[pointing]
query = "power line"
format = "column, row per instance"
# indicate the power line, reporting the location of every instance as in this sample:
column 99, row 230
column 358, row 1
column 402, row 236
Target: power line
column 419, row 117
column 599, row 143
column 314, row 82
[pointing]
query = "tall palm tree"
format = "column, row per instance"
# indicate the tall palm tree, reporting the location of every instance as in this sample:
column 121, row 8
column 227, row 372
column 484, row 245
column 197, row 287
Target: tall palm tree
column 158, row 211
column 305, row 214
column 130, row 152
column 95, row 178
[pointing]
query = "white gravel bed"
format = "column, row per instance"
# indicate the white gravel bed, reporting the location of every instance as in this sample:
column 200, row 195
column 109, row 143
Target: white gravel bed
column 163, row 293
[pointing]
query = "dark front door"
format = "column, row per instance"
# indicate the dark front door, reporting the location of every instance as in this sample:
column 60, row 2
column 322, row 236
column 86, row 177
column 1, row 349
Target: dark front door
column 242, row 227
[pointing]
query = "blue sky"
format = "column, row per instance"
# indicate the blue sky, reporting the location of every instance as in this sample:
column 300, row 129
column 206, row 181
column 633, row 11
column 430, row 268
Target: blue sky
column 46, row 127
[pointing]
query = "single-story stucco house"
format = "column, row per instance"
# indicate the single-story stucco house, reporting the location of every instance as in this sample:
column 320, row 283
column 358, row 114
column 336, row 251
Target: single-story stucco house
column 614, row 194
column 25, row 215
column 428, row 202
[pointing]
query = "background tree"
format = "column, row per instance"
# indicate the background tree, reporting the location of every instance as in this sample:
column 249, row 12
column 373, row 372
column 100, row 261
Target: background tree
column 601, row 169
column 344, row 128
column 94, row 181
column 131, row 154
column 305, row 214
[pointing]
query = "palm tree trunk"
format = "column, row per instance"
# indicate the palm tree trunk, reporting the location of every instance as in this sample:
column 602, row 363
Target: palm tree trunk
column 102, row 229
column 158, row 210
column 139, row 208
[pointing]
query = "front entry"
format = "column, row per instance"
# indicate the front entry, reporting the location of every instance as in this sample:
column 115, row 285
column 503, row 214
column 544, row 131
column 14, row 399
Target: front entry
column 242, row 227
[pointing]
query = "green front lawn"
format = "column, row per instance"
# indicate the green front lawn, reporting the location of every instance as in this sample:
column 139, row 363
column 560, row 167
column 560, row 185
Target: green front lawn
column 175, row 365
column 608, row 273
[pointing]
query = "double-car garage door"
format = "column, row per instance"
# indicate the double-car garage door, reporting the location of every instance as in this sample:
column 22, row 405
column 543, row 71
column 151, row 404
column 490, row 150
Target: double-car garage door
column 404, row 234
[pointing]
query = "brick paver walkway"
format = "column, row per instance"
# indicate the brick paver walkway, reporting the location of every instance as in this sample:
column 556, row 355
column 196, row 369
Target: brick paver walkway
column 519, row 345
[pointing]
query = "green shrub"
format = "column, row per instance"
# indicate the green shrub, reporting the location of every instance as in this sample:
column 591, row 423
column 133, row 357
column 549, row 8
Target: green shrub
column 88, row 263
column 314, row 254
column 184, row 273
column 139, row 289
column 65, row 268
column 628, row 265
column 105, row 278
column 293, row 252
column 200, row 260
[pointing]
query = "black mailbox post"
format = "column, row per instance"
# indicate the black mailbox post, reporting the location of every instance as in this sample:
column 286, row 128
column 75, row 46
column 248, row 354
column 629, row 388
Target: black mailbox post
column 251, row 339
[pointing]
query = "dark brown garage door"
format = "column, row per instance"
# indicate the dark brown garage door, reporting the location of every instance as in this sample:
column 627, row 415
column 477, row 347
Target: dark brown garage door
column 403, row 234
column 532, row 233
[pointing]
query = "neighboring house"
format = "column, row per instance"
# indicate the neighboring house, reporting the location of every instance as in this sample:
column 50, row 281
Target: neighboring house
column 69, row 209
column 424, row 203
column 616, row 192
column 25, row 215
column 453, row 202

┄┄┄┄┄┄┄┄┄┄

**Short task**
Show each line of the records above that contains the string "front". Case counts.

**Output of the task**
query = "dark front door"
# indicate the dark front door, reporting the location of every instance as in this sample:
Target: dark front door
query = "front entry"
# indicate the front entry, reporting the location of every instance as in this sample:
Target: front entry
query = "green front lawn"
# indicate the green front lawn, reporting the location of every instance as in this sample:
Target: green front lawn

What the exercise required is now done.